- Opening Delimiter -

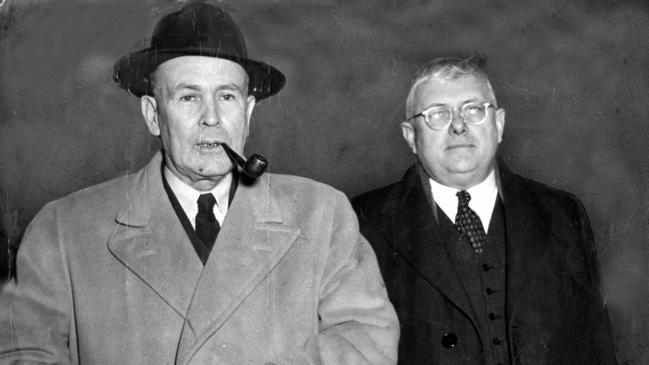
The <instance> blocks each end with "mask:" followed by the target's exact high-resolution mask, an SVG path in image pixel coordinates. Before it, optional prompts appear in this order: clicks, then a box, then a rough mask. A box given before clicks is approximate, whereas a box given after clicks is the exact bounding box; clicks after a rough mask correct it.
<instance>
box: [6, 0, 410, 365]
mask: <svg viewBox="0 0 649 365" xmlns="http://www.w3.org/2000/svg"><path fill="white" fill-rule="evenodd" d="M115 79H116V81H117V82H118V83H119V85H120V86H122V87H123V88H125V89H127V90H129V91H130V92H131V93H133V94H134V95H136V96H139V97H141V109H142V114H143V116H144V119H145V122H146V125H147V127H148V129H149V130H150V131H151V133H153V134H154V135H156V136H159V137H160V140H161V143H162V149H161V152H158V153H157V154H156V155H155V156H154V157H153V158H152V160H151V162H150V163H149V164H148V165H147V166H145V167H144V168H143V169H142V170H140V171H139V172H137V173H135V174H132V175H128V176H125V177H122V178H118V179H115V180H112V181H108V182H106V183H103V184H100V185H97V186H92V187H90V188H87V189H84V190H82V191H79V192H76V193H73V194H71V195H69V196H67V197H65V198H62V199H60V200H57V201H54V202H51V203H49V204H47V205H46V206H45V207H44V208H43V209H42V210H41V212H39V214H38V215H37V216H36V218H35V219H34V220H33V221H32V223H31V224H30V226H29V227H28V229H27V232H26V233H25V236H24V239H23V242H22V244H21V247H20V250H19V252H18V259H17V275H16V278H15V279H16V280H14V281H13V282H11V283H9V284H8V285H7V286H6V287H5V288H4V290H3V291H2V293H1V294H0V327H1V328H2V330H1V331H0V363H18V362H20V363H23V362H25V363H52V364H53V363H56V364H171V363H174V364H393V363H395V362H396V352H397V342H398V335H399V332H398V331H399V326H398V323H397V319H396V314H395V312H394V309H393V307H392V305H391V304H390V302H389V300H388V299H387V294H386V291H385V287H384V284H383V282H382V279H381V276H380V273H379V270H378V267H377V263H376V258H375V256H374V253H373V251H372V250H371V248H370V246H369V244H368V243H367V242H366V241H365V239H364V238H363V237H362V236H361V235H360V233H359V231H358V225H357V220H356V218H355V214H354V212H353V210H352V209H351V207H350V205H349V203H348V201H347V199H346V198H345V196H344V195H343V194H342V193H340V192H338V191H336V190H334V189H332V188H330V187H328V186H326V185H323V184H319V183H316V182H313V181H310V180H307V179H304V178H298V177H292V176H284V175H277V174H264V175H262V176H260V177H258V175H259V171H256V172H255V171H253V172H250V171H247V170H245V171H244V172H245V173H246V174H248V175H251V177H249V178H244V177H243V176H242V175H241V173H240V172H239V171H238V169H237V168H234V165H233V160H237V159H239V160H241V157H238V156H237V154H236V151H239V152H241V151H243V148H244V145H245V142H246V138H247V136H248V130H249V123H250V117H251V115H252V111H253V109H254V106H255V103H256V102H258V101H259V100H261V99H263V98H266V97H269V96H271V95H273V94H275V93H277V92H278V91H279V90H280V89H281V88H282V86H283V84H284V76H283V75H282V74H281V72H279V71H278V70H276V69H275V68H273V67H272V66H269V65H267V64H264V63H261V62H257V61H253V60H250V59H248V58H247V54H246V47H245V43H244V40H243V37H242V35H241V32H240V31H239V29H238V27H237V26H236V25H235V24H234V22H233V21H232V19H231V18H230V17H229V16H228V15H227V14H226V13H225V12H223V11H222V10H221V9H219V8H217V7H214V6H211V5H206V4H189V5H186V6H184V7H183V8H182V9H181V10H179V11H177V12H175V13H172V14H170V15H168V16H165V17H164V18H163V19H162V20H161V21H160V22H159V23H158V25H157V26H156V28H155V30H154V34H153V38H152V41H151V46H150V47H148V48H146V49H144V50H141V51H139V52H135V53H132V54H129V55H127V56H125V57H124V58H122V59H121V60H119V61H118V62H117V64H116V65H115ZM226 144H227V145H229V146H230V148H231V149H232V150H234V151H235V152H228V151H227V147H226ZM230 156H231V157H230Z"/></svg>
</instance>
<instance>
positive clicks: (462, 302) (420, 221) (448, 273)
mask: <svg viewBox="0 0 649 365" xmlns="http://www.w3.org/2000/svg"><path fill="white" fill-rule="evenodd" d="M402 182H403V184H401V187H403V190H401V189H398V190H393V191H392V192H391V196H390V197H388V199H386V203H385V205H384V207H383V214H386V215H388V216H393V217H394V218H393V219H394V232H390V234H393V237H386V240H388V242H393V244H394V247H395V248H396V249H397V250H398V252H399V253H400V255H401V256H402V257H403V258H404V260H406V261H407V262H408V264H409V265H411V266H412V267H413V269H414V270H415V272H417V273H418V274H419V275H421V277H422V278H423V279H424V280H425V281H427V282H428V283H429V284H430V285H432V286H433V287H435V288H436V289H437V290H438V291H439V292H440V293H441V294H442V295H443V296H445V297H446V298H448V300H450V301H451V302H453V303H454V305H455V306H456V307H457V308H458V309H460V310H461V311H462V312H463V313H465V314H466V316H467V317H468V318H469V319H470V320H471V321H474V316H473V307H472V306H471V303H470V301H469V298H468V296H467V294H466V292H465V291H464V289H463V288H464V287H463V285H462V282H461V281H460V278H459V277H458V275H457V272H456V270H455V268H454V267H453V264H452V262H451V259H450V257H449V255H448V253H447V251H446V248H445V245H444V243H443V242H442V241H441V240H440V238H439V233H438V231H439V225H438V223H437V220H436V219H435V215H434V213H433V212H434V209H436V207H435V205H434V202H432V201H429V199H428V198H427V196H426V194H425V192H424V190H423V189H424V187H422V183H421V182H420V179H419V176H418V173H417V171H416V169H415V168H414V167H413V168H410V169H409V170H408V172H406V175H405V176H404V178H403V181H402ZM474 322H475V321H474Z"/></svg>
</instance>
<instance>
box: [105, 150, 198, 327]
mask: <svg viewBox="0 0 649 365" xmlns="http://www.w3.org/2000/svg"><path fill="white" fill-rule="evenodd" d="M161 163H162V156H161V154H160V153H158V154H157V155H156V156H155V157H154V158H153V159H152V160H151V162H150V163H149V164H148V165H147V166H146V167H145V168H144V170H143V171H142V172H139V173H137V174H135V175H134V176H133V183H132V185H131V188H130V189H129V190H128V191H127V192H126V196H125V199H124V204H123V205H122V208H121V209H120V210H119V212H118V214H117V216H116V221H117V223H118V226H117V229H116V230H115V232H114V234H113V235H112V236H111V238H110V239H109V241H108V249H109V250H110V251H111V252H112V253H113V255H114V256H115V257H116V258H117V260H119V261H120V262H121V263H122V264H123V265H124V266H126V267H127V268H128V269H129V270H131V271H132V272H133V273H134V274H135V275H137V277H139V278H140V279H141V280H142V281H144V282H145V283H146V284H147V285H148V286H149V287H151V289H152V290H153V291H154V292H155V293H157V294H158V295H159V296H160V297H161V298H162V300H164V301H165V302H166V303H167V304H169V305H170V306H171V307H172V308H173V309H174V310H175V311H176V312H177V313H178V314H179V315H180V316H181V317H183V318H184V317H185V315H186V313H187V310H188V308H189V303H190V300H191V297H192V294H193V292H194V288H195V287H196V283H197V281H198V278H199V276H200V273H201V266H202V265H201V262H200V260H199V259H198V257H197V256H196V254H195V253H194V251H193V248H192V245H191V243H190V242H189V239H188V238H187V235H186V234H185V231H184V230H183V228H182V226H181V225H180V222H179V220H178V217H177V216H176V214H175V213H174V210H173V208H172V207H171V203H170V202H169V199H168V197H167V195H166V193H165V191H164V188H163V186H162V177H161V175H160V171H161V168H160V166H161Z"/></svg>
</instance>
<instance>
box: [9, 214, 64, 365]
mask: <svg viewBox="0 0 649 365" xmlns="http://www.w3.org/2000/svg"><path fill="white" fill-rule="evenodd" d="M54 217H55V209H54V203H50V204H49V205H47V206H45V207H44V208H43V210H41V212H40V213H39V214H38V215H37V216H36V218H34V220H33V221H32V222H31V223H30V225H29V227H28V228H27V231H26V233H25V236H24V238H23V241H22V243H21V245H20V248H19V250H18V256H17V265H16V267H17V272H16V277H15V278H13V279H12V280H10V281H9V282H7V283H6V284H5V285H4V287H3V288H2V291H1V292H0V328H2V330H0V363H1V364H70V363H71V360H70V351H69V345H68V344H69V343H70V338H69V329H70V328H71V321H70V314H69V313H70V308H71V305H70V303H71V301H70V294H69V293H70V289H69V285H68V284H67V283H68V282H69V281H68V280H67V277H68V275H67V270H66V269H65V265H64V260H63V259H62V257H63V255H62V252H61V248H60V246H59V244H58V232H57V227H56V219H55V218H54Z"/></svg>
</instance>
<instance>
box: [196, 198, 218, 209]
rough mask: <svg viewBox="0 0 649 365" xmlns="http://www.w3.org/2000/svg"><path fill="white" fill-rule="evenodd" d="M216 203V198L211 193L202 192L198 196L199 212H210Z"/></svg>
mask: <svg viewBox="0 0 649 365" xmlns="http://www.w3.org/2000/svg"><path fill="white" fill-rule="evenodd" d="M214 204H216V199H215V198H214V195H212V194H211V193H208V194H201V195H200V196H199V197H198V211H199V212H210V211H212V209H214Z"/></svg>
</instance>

- Closing Delimiter -

Scanning the data above, copy out every line where "rough" is found.

Solution to the problem:
The <instance> blocks each end with "mask:" followed by the target's exact high-resolution mask, an SVG path in image pixel coordinates. Before it, optional prompts appear in this order: clicks, then a box, then a rough mask. A box given before clicks is approximate, whereas a box given after clicks is the exact bounding box; clicks after a rough mask correct it.
rough mask: <svg viewBox="0 0 649 365" xmlns="http://www.w3.org/2000/svg"><path fill="white" fill-rule="evenodd" d="M216 203V198L211 193L202 192L198 196L199 212H210Z"/></svg>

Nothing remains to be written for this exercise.